抜粋本文:
▶

1872年12月28日(11月28日)地方官の不法について裁判所
 への出訴を承認した。
1872年12月29日(11月29日)山城屋事件
  山城屋和助が自殺。
  この年・1872年に、陸軍省の御用商人・山城屋和助が、
 陸軍省から無担保で借り受けた公金を返済できず、自殺
 した事件。
  山城屋の借り出した公金は、総額約65万円、
  当時の国家歳入の1%という途方もない額であった。
  山城屋和助は、政府要人と同じ長州藩出身という縁故
 で兵部省御用商人となった。
  軍需品の納入などにたずさわっていた。
  まもなく、陸軍省の公金15万ドルを借用して、生糸相
 場に手を出した。
  この借金の背景には、陸軍省保管の現銀が、価格低落
 を被っていたことがあった。
  陸軍省は、資金運用を理由として公金貸し付けを行っ
 た。
  ところが、ヨーロッパでの生糸相場の暴落にあって投
 機は失敗。
  山城屋は、陸軍省から更に金を借り出し、フランスの
 商人と直接取引をしようとフランスに渡った。
  そのうちに、一人の日本人が、フランスで豪遊してい
 るという情報が、フランス駐在中弁務使・鮫島尚信や、
 イギリス駐在大弁務使・寺島宗則の耳に入り、
  日本本国の外務省・副島種臣外務卿へ連絡された。

◀

元資料:
▶

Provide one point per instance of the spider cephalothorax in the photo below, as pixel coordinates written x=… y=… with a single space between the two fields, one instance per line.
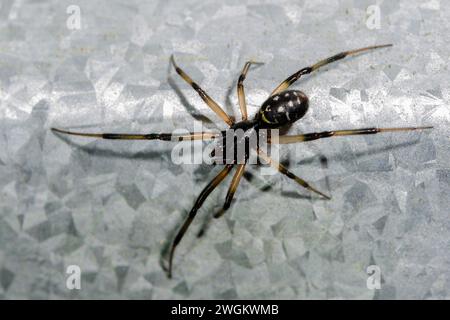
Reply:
x=283 y=107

◀

依頼: 山城屋事件の抜粋から「1872年12月29日(11月29日)山城屋事件」から「軍需品の納入などにたずさわっていた。」までの部分を、一字一句たがえずに書き写してください。 答えの根拠には一覧を使わず、山城屋事件の抜粋だけを用いてください。

解答:
1872年12月29日(11月29日)山城屋事件
  山城屋和助が自殺。
  この年・1872年に、陸軍省の御用商人・山城屋和助が、
 陸軍省から無担保で借り受けた公金を返済できず、自殺
 した事件。
  山城屋の借り出した公金は、総額約65万円、
  当時の国家歳入の1%という途方もない額であった。
  山城屋和助は、政府要人と同じ長州藩出身という縁故
 で兵部省御用商人となった。
  軍需品の納入などにたずさわっていた。